> **Objective**: Copy every line of the data, starting at the line that contains "white mug, each" and ending with the last line of the data, both ends included. Shift each point by adding 7 to every coordinate value.

Data held in a dataset
------------------------------------

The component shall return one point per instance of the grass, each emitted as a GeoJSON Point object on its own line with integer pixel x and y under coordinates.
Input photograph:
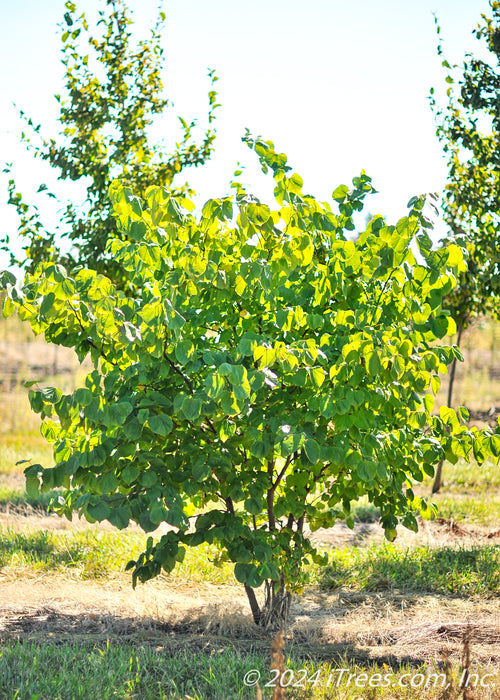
{"type": "Point", "coordinates": [123, 671]}
{"type": "Point", "coordinates": [96, 554]}
{"type": "Point", "coordinates": [463, 571]}
{"type": "Point", "coordinates": [194, 667]}
{"type": "Point", "coordinates": [89, 554]}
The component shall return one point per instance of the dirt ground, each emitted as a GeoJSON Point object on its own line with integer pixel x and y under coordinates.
{"type": "Point", "coordinates": [384, 627]}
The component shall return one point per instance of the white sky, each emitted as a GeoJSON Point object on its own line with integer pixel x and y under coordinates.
{"type": "Point", "coordinates": [338, 86]}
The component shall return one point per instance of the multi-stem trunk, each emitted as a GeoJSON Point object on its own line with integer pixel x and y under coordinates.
{"type": "Point", "coordinates": [438, 479]}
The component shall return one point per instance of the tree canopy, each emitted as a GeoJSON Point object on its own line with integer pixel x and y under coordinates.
{"type": "Point", "coordinates": [113, 92]}
{"type": "Point", "coordinates": [266, 373]}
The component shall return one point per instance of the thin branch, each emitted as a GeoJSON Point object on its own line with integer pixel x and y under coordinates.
{"type": "Point", "coordinates": [181, 374]}
{"type": "Point", "coordinates": [283, 470]}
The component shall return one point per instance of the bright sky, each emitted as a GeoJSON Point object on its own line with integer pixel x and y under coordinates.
{"type": "Point", "coordinates": [338, 86]}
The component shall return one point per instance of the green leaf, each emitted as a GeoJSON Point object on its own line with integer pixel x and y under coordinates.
{"type": "Point", "coordinates": [160, 424]}
{"type": "Point", "coordinates": [311, 448]}
{"type": "Point", "coordinates": [191, 407]}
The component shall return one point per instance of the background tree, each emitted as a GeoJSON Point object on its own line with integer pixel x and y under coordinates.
{"type": "Point", "coordinates": [113, 92]}
{"type": "Point", "coordinates": [264, 375]}
{"type": "Point", "coordinates": [469, 128]}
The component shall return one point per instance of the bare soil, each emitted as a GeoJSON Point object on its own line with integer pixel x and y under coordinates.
{"type": "Point", "coordinates": [384, 627]}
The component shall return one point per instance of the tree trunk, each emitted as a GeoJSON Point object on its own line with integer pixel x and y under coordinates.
{"type": "Point", "coordinates": [438, 479]}
{"type": "Point", "coordinates": [274, 612]}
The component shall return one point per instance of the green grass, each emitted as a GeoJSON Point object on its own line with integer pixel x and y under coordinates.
{"type": "Point", "coordinates": [30, 446]}
{"type": "Point", "coordinates": [97, 554]}
{"type": "Point", "coordinates": [472, 571]}
{"type": "Point", "coordinates": [18, 499]}
{"type": "Point", "coordinates": [89, 554]}
{"type": "Point", "coordinates": [85, 671]}
{"type": "Point", "coordinates": [469, 511]}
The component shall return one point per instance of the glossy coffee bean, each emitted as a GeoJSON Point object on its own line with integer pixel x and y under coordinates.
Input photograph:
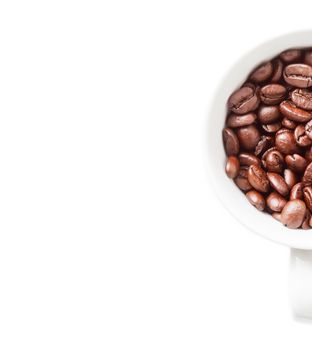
{"type": "Point", "coordinates": [272, 94]}
{"type": "Point", "coordinates": [273, 161]}
{"type": "Point", "coordinates": [231, 143]}
{"type": "Point", "coordinates": [236, 121]}
{"type": "Point", "coordinates": [307, 176]}
{"type": "Point", "coordinates": [248, 159]}
{"type": "Point", "coordinates": [258, 178]}
{"type": "Point", "coordinates": [248, 137]}
{"type": "Point", "coordinates": [293, 213]}
{"type": "Point", "coordinates": [277, 71]}
{"type": "Point", "coordinates": [292, 112]}
{"type": "Point", "coordinates": [302, 98]}
{"type": "Point", "coordinates": [296, 162]}
{"type": "Point", "coordinates": [276, 202]}
{"type": "Point", "coordinates": [232, 167]}
{"type": "Point", "coordinates": [241, 180]}
{"type": "Point", "coordinates": [297, 191]}
{"type": "Point", "coordinates": [290, 178]}
{"type": "Point", "coordinates": [307, 196]}
{"type": "Point", "coordinates": [243, 100]}
{"type": "Point", "coordinates": [278, 183]}
{"type": "Point", "coordinates": [289, 124]}
{"type": "Point", "coordinates": [256, 199]}
{"type": "Point", "coordinates": [268, 114]}
{"type": "Point", "coordinates": [285, 142]}
{"type": "Point", "coordinates": [291, 56]}
{"type": "Point", "coordinates": [298, 75]}
{"type": "Point", "coordinates": [265, 143]}
{"type": "Point", "coordinates": [262, 73]}
{"type": "Point", "coordinates": [301, 137]}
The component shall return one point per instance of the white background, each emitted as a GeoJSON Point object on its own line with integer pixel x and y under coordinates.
{"type": "Point", "coordinates": [110, 235]}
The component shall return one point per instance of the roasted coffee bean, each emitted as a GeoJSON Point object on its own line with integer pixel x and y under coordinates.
{"type": "Point", "coordinates": [258, 178]}
{"type": "Point", "coordinates": [285, 141]}
{"type": "Point", "coordinates": [248, 159]}
{"type": "Point", "coordinates": [241, 180]}
{"type": "Point", "coordinates": [236, 121]}
{"type": "Point", "coordinates": [272, 94]}
{"type": "Point", "coordinates": [301, 137]}
{"type": "Point", "coordinates": [293, 213]}
{"type": "Point", "coordinates": [231, 143]}
{"type": "Point", "coordinates": [277, 71]}
{"type": "Point", "coordinates": [302, 98]}
{"type": "Point", "coordinates": [243, 100]}
{"type": "Point", "coordinates": [232, 167]}
{"type": "Point", "coordinates": [262, 73]}
{"type": "Point", "coordinates": [297, 191]}
{"type": "Point", "coordinates": [276, 202]}
{"type": "Point", "coordinates": [273, 161]}
{"type": "Point", "coordinates": [268, 114]}
{"type": "Point", "coordinates": [307, 176]}
{"type": "Point", "coordinates": [306, 221]}
{"type": "Point", "coordinates": [296, 162]}
{"type": "Point", "coordinates": [272, 127]}
{"type": "Point", "coordinates": [308, 129]}
{"type": "Point", "coordinates": [278, 183]}
{"type": "Point", "coordinates": [256, 199]}
{"type": "Point", "coordinates": [291, 56]}
{"type": "Point", "coordinates": [248, 137]}
{"type": "Point", "coordinates": [298, 75]}
{"type": "Point", "coordinates": [290, 178]}
{"type": "Point", "coordinates": [264, 143]}
{"type": "Point", "coordinates": [292, 112]}
{"type": "Point", "coordinates": [307, 195]}
{"type": "Point", "coordinates": [289, 124]}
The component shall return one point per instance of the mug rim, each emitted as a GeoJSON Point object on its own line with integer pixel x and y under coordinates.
{"type": "Point", "coordinates": [260, 223]}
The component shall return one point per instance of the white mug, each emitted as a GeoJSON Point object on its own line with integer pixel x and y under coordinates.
{"type": "Point", "coordinates": [300, 241]}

------------------------------------

> **Finished exercise**:
The component shall return one point per instance of the white mug, each emitted as a GeoJSON Point object on its own line with integer pixel x and y under coordinates.
{"type": "Point", "coordinates": [307, 248]}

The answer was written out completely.